| Exercise instructions |
Which lines in the items below contain the word "cloud"? Pull out each of those lines, treating uppercase and lowercase as different.

# start of Supplied material

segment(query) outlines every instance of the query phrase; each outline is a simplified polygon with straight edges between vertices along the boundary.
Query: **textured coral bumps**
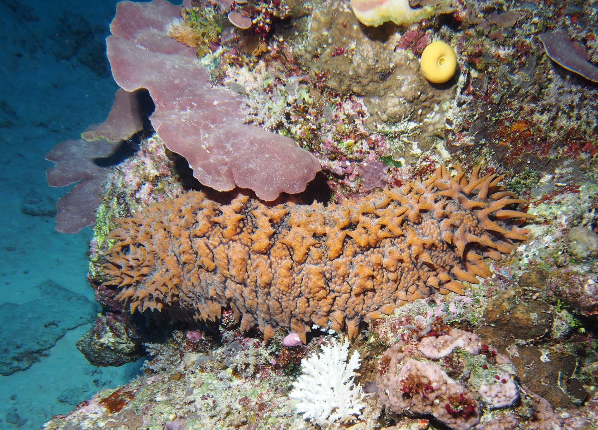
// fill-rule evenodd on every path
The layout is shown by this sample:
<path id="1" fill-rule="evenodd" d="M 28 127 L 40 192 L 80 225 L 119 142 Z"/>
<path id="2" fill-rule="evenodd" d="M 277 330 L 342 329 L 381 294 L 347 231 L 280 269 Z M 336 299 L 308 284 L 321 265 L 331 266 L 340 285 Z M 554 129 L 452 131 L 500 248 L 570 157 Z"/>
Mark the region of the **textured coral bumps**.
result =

# end of Supplied material
# start of Supplied material

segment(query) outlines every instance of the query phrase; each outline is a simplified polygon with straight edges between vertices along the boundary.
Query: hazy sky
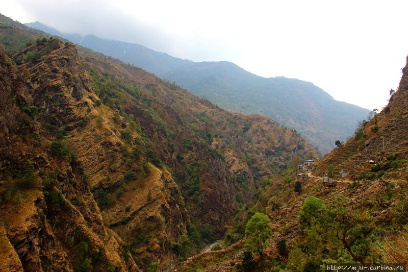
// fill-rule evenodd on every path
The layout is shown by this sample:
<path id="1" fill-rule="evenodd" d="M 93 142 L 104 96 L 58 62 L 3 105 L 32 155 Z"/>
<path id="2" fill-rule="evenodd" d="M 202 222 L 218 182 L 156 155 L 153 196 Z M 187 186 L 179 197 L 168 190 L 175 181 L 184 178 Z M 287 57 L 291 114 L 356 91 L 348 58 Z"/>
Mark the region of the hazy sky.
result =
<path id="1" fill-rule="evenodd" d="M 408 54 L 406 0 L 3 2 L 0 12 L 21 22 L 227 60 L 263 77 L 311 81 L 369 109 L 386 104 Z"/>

# end of Supplied material
# start of Supplied material

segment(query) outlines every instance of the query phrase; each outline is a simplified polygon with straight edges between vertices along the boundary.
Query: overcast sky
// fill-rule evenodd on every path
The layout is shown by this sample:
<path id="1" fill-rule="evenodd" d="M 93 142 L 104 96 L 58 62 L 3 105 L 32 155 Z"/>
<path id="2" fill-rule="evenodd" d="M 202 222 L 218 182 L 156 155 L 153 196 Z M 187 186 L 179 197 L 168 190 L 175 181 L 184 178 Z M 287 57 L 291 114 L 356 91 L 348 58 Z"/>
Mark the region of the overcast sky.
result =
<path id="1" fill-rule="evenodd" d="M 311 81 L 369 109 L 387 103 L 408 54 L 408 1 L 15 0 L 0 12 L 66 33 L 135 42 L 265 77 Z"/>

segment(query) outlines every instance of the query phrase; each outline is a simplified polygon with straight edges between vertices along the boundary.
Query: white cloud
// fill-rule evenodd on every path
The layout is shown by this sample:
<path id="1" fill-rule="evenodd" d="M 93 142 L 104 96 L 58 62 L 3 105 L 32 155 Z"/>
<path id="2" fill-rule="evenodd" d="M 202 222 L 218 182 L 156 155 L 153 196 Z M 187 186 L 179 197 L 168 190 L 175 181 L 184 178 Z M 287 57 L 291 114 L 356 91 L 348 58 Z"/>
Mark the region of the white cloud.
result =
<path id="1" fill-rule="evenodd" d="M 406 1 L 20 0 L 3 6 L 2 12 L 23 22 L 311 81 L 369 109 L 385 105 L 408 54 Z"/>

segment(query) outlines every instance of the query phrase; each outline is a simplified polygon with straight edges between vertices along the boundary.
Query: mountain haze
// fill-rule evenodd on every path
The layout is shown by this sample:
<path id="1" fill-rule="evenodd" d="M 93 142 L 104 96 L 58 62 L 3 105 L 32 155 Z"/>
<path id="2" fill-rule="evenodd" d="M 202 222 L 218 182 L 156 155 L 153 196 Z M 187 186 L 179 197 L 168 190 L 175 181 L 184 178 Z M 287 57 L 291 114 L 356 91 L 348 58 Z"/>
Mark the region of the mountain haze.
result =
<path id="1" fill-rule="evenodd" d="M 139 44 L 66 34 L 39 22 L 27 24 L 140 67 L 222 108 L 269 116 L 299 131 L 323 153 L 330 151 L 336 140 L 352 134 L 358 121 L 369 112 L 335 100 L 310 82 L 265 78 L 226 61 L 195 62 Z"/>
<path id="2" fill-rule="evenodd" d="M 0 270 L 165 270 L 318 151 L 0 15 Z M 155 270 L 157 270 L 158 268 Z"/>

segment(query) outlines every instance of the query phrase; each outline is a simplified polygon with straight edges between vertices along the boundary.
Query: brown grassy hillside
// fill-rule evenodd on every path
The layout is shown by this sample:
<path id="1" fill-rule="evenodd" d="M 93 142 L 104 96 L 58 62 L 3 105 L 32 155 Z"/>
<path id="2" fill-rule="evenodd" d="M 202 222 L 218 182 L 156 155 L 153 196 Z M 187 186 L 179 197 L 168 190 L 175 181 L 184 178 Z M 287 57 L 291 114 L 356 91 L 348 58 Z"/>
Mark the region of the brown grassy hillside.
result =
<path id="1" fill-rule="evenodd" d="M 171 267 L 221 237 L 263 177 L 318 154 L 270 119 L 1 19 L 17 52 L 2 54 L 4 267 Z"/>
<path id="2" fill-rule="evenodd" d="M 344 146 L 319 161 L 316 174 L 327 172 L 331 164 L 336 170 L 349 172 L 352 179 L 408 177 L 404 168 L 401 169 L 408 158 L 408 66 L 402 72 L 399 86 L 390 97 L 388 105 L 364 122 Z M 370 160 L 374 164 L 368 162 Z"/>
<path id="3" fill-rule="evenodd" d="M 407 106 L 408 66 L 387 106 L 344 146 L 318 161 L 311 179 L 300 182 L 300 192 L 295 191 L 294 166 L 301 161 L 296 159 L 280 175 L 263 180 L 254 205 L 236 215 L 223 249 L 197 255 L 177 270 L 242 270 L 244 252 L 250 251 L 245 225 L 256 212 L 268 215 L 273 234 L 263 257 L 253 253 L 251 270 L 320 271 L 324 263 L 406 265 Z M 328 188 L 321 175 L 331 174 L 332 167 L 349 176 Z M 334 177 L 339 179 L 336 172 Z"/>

# end of Supplied material

| Solved problem |
Query: white cloud
Mark the region of the white cloud.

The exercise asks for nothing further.